* _Exercise_:
Please sum up the article on health care hiring in two sentences.
======== Passage
- Banner Health is hosting job fairs this month in hopes of filling 1,500 job openings ranging from entry level to leadership in Arizona and Colorado.
A major focus is on nurses, including behavioral health and ICU, as Banner Health looks to get fully staffed by flu season.
- The system is an example of how healthcare remains a hot job market. In the latest jobs report, released Friday, the health sector added 33,200 jobs in August. That number included 8,200 additional hospital positions and 21,000 ambulatory healthcare services jobs, according to the Bureau of Labor Statistics.
The health sector has added 301,000 jobs through the first eight months of 2018. The 33,200 jobs added in September were nearly twice the amount added in July and 8,000 more jobs added than in June.
Hospitals have averaged 8,000 new jobs per month this year, which is better than the 6,000 jobs per month average in 2017.
The increases come as M&A growth remains a factor in the industry. Though mergers often result in layoffs, the industry as a whole is more than overcoming any jobs lost during M&A activity.
Despite the added hires this year, primary care physician shortages are already happening in some areas of the country. A new report from UnitedHealth Group found that 13% of U.S. residents already live in a county with a primary care shortage. Rural residents are almost five times as likely to live in a county with a PCP shortage than urban and suburban Americans.
Health policy experts predict physician shortages will only grow in the future. The Association of American Medical Colleges estimated this year that the physician shortage in the U.S. could reach 121,300 by 2030. That shortfall includes between 14,800 and 49,000 primary care doctors needed. Nonprimary care specialties also face a shortage of as much as 72,700 physicians — including 30,500 surgeons.
Nurses are seen as a critical factor in bridging those gaps. The Bureau of Labor Statistics predicts a nursing shortage of more than 1 million nurses by 2022 despite projecting that registered nurses will grow 15% by 2026. That's faster than other occupations, but still leaves a gap as the nation ages and there's more need for medical professionals over the next decade.
================
======== Data extracts
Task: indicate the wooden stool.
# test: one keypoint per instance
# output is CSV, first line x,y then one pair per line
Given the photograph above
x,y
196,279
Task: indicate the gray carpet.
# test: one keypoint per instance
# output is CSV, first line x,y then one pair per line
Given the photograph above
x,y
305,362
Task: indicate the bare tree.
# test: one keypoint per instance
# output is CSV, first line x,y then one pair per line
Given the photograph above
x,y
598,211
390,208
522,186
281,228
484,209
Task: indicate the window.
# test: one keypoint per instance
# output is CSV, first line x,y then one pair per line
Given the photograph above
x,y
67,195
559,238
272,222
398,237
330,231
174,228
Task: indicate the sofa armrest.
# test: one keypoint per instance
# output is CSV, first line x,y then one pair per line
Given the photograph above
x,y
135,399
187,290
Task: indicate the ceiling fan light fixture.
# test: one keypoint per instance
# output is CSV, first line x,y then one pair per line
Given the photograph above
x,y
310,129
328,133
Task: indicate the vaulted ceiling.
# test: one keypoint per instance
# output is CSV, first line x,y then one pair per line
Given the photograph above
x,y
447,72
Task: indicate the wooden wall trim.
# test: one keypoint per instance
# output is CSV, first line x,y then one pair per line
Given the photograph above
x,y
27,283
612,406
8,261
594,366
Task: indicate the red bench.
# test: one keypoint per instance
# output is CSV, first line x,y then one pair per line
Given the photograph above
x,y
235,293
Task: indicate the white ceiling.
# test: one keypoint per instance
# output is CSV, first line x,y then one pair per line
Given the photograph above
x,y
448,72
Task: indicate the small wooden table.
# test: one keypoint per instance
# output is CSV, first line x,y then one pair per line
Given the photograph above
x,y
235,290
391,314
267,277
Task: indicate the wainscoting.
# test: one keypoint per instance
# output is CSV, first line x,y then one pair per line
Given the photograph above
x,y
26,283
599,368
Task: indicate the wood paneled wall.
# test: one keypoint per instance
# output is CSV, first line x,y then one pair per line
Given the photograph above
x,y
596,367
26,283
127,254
================
* _Solution to this exercise_:
Banner Health is holding job fairs to fill 1,500 openings in Arizona and Colorado, with a major focus on nurses, and the health sector added 33,200 jobs in August and 301,000 through the first eight months of 2018. Despite these hires, primary care physician shortages are already happening in some areas, the U.S. physician shortage could reach 121,300 by 2030, and the Bureau of Labor Statistics predicts a shortage of more than 1 million nurses by 2022.